WRITTEN REQUEST — Replace each "pin" with "marker" in the records below and write them out again with nothing else changed. Leave the pictures out.

INFORMATION GIVEN —
__________
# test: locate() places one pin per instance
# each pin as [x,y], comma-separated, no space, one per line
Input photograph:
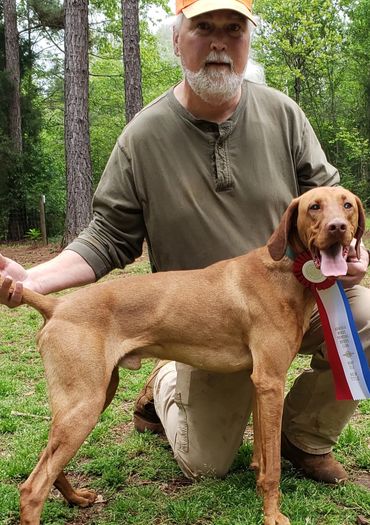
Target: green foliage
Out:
__________
SOLUTION TO THE EXERCISE —
# test: locate() places one marker per instance
# each marker as [x,y], comma-separated, no space, one per line
Input photograph:
Target: green foliage
Out:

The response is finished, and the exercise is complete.